*SHORT TASK*. Please put every line from the start of the rows below up to and including the line with "[[157, 100]]" into a Markdown table with the columns No. and Line. Number each line in order and leave out blank lines.

[START DATA FOR PROCESSING]

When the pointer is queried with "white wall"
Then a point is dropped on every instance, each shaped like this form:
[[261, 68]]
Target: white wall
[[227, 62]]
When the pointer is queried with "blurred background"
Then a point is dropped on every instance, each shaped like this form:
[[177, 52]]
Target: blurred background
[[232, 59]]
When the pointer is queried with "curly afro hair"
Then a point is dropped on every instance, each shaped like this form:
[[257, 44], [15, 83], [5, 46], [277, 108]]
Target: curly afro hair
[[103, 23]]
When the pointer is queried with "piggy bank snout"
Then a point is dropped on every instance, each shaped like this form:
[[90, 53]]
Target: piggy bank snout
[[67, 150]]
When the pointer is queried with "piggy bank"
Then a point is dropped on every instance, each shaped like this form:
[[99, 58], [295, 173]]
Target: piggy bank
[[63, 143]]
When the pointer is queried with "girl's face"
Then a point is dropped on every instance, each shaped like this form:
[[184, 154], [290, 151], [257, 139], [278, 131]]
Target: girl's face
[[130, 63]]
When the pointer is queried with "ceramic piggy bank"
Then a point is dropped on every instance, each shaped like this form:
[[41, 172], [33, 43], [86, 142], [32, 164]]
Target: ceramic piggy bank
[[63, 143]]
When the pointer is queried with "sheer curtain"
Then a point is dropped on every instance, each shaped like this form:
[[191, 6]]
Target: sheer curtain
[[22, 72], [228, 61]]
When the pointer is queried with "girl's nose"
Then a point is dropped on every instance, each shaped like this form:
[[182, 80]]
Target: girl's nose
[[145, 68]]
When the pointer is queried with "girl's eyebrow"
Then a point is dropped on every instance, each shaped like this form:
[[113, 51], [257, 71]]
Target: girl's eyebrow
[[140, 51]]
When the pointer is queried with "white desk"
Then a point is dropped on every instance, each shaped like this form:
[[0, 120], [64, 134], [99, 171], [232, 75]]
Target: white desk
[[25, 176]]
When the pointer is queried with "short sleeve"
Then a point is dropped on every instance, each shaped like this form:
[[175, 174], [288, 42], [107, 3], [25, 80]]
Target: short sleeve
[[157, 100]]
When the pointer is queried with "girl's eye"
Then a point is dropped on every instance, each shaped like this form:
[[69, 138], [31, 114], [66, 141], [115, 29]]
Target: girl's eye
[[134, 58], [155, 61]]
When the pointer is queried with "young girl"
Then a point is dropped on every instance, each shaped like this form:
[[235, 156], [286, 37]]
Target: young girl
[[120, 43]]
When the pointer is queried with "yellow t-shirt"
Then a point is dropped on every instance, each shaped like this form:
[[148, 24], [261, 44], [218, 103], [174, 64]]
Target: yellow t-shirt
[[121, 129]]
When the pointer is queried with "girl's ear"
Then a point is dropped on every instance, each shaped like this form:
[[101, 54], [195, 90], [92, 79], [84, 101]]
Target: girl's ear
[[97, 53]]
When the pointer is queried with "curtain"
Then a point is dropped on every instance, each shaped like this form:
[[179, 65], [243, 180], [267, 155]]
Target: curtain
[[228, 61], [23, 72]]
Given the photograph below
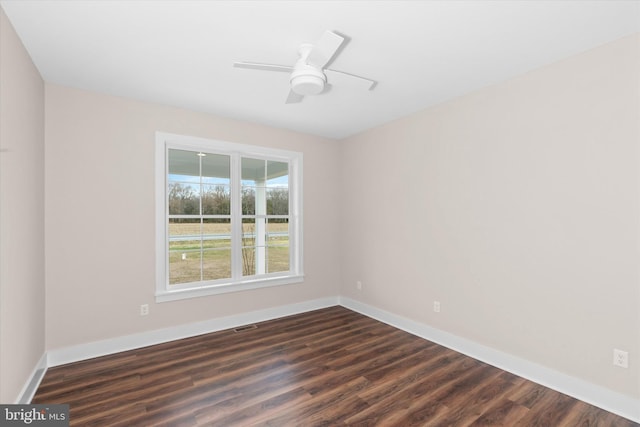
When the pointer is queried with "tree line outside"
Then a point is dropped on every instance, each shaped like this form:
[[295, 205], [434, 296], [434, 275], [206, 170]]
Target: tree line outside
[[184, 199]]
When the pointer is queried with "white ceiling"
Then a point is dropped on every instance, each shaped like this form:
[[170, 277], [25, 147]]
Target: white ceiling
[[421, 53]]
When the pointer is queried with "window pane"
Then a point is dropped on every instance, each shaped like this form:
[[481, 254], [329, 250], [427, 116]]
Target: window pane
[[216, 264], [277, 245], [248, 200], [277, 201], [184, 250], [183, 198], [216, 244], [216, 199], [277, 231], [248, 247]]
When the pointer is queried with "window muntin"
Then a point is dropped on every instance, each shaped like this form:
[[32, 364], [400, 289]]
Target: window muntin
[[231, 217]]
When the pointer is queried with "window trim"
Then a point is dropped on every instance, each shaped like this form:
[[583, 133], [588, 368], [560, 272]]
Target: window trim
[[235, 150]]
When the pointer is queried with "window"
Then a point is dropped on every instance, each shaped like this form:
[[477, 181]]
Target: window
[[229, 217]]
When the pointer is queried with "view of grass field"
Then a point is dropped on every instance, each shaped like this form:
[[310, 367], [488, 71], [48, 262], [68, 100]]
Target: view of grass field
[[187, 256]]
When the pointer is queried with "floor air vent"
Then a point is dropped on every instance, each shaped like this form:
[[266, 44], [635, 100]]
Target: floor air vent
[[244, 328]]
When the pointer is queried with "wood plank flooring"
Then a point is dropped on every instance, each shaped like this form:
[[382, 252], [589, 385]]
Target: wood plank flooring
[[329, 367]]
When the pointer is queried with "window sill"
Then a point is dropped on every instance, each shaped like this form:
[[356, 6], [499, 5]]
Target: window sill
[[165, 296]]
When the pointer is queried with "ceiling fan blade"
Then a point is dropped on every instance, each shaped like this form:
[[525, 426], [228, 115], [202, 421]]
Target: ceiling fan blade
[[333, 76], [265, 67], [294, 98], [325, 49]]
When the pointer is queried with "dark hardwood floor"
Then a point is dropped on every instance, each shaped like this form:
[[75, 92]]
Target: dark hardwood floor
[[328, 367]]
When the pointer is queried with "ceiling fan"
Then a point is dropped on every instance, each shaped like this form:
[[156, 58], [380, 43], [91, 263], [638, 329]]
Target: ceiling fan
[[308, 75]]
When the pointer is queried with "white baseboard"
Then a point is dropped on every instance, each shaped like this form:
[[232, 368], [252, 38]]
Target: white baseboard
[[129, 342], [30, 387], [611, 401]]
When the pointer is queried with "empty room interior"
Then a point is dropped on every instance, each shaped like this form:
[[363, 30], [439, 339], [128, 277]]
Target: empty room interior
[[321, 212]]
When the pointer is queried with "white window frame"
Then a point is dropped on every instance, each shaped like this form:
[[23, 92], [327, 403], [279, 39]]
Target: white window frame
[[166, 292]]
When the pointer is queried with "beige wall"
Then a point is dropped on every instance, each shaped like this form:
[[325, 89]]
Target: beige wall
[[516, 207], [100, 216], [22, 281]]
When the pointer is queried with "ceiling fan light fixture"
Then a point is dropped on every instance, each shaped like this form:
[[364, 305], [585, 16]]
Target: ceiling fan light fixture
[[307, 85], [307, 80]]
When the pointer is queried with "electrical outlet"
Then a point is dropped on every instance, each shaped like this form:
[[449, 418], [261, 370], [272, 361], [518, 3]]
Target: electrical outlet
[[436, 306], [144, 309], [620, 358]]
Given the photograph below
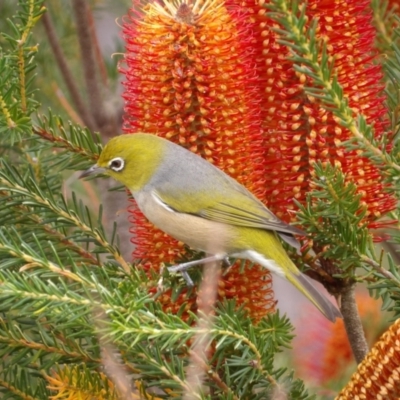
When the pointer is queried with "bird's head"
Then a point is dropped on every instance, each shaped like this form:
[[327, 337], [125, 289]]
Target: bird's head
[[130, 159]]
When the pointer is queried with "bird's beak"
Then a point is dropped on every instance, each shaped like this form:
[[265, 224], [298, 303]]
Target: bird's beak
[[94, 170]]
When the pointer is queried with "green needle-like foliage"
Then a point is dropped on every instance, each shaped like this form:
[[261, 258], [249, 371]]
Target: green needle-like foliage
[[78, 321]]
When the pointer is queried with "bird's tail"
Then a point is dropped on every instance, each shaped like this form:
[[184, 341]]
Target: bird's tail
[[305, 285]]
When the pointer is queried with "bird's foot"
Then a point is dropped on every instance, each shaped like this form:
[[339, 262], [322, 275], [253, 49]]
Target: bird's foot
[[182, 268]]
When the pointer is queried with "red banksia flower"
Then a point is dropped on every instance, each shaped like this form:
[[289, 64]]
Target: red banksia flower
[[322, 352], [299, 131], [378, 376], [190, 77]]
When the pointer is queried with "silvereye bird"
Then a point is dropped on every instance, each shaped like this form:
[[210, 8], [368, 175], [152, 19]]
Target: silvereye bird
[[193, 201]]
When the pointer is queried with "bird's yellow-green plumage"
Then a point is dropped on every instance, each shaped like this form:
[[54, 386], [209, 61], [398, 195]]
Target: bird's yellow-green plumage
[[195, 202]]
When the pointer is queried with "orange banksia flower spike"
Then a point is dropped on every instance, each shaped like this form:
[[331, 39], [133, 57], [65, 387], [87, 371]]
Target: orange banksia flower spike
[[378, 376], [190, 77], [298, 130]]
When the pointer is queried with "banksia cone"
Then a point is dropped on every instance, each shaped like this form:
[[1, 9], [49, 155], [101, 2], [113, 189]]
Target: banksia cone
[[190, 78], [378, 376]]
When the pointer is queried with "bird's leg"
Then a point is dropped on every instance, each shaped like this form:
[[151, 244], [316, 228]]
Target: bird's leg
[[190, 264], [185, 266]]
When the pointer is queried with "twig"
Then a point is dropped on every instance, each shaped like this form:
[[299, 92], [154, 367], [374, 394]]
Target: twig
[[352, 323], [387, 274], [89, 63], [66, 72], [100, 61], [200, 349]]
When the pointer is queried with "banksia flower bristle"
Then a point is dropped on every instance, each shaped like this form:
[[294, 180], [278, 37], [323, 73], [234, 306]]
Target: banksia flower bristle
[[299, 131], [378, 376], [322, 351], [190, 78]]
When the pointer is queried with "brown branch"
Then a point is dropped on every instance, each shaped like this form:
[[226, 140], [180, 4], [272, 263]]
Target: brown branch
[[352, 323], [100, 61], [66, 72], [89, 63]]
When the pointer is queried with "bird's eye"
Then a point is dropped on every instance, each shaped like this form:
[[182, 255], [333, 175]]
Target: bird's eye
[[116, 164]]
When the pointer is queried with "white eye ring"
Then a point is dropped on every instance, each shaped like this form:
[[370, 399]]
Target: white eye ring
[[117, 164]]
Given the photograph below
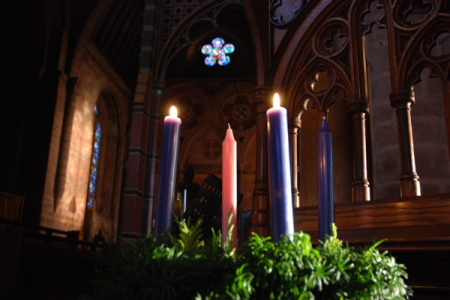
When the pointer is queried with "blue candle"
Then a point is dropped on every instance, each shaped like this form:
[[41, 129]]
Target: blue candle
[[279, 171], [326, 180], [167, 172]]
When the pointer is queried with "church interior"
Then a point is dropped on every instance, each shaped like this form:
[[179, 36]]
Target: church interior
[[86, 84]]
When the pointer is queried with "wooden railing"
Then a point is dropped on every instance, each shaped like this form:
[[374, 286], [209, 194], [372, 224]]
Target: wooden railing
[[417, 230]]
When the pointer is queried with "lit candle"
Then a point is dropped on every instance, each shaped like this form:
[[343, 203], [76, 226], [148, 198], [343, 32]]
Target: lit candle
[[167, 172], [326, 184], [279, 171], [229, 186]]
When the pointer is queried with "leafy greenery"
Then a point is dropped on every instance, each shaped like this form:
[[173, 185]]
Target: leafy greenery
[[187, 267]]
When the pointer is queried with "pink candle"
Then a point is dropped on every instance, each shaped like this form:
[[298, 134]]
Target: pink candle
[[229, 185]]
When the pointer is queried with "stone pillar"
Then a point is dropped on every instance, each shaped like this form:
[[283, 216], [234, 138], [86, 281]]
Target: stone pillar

[END DATA FOR PROCESSING]

*CORRECT RESULT*.
| No. | Line |
|---|---|
| 1 | When the pointer is queried with "white wall" |
| 2 | Then a point is dropped on every instance, each shaped like this form: |
| 3 | [[261, 68]] |
| 4 | Target: white wall |
| 5 | [[227, 62]] |
| 6 | When the pointer is queried with "blurred background" |
| 7 | Then a point is dropped on every instance, each shaped like this form: |
| 8 | [[177, 52]] |
| 9 | Target: blurred background |
| 10 | [[232, 59]] |
| 11 | When the pointer is queried with "curly afro hair" |
| 12 | Then a point is dropped on every instance, each shaped like this form: |
| 13 | [[257, 44], [15, 83], [5, 46], [277, 108]] |
| 14 | Target: curly afro hair |
| 15 | [[103, 23]] |
| 16 | When the pointer is queried with "piggy bank snout" |
| 17 | Then a point is dropped on every instance, each shaped like this form: |
| 18 | [[90, 53]] |
| 19 | Target: piggy bank snout |
| 20 | [[67, 150]] |
| 21 | When the pointer is queried with "piggy bank" |
| 22 | Then a point is dropped on every instance, each shaped like this form: |
| 23 | [[99, 58], [295, 173]] |
| 24 | Target: piggy bank |
| 25 | [[63, 143]] |
| 26 | When the pointer is queried with "girl's face" |
| 27 | Then a point is dropped on every instance, each shaped like this form: |
| 28 | [[184, 154], [290, 151], [257, 139], [278, 131]] |
| 29 | Target: girl's face |
| 30 | [[130, 63]] |
| 31 | When the pointer is queried with "ceramic piggy bank" |
| 32 | Then a point is dropped on every instance, each shaped like this form: |
| 33 | [[41, 172], [33, 43], [86, 142], [32, 164]] |
| 34 | Target: ceramic piggy bank |
| 35 | [[63, 143]] |
| 36 | When the pointer is queried with "sheer curtain" |
| 37 | Then a point is dropped on every instance, each shaped like this form: |
| 38 | [[191, 6]] |
| 39 | Target: sheer curtain |
| 40 | [[22, 72], [228, 61]] |
| 41 | When the pointer is queried with "girl's nose" |
| 42 | Then a point is dropped on every instance, each shaped like this form: |
| 43 | [[182, 80]] |
| 44 | Target: girl's nose |
| 45 | [[145, 68]] |
| 46 | When the pointer is queried with "girl's eyebrow" |
| 47 | Then a point is dropped on every instance, each shaped like this form: |
| 48 | [[113, 51], [257, 71]] |
| 49 | Target: girl's eyebrow |
| 50 | [[140, 51]] |
| 51 | When the pointer is queried with "white desk" |
| 52 | Then a point is dropped on every instance, each shaped like this form: |
| 53 | [[0, 120], [64, 134], [99, 171], [232, 75]] |
| 54 | Target: white desk |
| 55 | [[25, 176]] |
| 56 | When the pointer is queried with "short sleeve" |
| 57 | Then a point is dropped on every instance, each shaped like this form: |
| 58 | [[175, 174], [288, 42], [107, 3], [25, 80]] |
| 59 | Target: short sleeve |
| 60 | [[157, 100]] |